## START PAGE EXTRACT
OPA: Conflicting rules compromise use of Guam EPA’s recycling fund
- Admin

- 16 hours ago
- 3 min read

By Jayvee Vallejera
The Office of Public Accountability has tagged five deficiencies in the use of the Guam Environmental Protection Agency's Recycling Revolving Fund, resulting in limited transparency, weakened accountability and impaired reliable use of the funds.
An OPA audit today identified a primary issue: the new rules governing how the Recycling Revolving Fund is supposed to be used.
The updated rules are not reflected in the Guam Administrative Rules and Regulations. This has resulted in conflicts between laws and regulations and uncertainty on key requirements.
The audit also found that funds from the Recycling Revolving Fund that were allocated to the Mayors Council of Guam’s Island-wide Environmental Clean-up Program were not spent according to legal and budgetary requirements.
## END PAGE EXTRACT
**YOUR GOAL**
In the article on the audit of Guam EPA's recycling fund, transcribe the stretch from "OPA: Conflicting rules" through "on key requirements.".
## START DATA
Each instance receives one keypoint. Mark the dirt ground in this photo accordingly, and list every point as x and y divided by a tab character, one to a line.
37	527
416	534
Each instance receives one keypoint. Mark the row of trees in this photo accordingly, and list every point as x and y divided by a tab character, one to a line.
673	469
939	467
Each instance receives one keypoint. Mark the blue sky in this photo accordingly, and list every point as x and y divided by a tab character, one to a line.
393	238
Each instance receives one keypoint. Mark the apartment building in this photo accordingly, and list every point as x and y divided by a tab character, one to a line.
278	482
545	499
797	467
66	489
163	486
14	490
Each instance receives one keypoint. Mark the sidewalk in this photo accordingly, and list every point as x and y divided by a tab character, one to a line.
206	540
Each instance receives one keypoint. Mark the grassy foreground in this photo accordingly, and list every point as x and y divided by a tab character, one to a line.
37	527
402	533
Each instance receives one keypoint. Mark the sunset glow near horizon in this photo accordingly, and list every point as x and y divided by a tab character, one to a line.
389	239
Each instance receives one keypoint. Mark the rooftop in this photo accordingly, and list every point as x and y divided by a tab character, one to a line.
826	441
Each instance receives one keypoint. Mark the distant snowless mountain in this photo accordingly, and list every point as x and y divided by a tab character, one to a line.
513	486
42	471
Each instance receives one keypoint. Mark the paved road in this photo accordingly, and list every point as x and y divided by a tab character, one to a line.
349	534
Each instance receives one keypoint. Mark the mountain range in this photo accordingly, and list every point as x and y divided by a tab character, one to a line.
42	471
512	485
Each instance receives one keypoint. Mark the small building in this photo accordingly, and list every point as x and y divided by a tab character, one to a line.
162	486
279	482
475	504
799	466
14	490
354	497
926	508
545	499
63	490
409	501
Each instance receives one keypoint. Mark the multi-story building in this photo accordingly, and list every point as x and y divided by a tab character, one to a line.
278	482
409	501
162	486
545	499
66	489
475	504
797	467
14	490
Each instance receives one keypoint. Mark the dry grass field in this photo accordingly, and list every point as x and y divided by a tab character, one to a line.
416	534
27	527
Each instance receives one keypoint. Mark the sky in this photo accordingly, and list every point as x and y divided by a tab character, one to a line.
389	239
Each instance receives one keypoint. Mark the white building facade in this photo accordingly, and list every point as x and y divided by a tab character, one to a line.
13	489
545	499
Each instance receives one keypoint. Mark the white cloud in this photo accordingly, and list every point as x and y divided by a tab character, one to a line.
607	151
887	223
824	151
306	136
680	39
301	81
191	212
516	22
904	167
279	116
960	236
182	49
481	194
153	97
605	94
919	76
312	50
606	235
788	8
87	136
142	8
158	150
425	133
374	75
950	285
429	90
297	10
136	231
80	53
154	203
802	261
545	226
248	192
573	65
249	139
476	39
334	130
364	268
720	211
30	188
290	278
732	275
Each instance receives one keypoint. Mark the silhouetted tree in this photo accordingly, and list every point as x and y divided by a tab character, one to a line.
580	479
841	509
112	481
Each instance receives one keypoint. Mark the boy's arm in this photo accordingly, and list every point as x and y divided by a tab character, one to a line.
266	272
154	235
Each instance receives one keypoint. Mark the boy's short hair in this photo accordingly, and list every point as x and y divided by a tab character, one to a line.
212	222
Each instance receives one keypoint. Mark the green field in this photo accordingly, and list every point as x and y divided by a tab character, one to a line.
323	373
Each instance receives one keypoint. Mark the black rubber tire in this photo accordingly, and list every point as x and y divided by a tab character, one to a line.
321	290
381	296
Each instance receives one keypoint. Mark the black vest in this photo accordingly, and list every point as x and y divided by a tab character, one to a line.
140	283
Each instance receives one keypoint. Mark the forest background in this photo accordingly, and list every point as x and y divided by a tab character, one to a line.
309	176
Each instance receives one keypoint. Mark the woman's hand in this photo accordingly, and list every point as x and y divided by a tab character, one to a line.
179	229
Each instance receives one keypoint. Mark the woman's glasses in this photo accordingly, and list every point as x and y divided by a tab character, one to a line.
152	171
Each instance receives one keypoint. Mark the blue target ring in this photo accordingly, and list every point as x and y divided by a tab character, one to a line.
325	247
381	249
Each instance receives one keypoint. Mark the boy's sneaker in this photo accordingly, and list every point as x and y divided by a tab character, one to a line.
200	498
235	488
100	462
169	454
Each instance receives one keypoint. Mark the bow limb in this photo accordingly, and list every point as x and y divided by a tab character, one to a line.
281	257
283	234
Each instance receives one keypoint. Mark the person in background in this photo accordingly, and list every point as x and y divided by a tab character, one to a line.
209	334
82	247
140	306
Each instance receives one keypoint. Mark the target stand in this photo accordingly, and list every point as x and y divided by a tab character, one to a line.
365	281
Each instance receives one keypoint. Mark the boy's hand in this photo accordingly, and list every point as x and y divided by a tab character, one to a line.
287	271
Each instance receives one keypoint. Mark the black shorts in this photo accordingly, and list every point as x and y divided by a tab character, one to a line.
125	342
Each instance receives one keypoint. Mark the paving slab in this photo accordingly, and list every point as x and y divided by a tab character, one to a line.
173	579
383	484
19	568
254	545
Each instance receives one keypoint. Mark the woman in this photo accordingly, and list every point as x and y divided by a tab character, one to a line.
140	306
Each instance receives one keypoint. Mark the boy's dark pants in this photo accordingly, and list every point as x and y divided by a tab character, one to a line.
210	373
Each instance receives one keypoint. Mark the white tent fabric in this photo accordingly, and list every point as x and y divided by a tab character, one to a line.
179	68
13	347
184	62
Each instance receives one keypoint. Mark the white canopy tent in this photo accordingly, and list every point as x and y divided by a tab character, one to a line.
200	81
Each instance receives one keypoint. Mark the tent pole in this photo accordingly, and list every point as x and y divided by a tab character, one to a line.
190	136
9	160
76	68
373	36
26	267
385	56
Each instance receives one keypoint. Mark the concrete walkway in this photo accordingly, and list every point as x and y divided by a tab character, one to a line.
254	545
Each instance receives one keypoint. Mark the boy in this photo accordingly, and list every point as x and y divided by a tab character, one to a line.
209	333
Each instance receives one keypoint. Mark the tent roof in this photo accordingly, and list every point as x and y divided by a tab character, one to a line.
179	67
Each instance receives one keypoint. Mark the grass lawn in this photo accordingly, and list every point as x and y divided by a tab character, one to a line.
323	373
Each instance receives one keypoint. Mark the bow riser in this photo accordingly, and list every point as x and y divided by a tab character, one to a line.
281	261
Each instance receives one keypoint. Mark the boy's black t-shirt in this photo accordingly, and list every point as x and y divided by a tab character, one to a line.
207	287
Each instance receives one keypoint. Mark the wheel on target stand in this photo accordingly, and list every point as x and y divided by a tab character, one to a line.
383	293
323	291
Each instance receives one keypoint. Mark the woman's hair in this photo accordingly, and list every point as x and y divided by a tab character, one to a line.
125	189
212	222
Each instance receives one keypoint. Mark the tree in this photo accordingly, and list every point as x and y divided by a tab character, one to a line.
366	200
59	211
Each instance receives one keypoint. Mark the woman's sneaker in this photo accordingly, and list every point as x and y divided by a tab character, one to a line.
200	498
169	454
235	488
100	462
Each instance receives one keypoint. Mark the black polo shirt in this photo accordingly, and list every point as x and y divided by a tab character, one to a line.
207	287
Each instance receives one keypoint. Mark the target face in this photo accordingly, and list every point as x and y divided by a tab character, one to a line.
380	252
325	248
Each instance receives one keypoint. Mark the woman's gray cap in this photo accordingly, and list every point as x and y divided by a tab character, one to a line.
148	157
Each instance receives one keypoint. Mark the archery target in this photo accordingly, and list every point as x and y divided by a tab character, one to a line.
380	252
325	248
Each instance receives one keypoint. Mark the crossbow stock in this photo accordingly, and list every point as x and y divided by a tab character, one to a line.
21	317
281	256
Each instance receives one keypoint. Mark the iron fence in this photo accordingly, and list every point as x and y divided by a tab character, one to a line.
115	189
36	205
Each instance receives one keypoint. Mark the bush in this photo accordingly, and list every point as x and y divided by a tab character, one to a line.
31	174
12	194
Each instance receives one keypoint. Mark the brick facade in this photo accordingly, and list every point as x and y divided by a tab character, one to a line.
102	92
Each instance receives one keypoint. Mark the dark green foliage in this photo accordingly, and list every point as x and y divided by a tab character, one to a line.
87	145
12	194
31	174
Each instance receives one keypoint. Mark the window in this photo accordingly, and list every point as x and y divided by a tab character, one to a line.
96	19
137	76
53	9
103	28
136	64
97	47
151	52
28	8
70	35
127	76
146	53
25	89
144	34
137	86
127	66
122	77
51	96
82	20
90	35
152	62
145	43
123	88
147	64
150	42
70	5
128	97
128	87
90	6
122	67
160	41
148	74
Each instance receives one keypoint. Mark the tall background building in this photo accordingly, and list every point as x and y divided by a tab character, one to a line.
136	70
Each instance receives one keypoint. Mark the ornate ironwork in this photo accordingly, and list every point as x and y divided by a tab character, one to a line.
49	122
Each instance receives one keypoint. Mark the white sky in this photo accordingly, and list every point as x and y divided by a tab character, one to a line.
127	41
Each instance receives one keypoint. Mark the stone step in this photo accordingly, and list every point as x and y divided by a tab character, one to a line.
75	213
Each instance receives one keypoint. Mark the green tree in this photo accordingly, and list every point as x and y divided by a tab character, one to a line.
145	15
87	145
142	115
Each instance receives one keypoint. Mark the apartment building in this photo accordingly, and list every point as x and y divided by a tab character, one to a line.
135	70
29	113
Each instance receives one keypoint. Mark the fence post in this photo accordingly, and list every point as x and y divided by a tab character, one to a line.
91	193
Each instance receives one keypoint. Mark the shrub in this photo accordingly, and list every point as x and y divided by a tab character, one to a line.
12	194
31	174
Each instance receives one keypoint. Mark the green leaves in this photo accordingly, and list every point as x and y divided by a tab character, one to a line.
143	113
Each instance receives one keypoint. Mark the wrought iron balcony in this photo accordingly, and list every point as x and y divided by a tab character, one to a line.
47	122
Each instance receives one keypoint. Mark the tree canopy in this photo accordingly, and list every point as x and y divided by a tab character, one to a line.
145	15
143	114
## END DATA
**CORRECT OUTPUT**
OPA: Conflicting rules compromise use of Guam EPA’s recycling fund
- Admin

- 16 hours ago
- 3 min read

By Jayvee Vallejera
The Office of Public Accountability has tagged five deficiencies in the use of the Guam Environmental Protection Agency's Recycling Revolving Fund, resulting in limited transparency, weakened accountability and impaired reliable use of the funds.
An OPA audit today identified a primary issue: the new rules governing how the Recycling Revolving Fund is supposed to be used.
The updated rules are not reflected in the Guam Administrative Rules and Regulations. This has resulted in conflicts between laws and regulations and uncertainty on key requirements.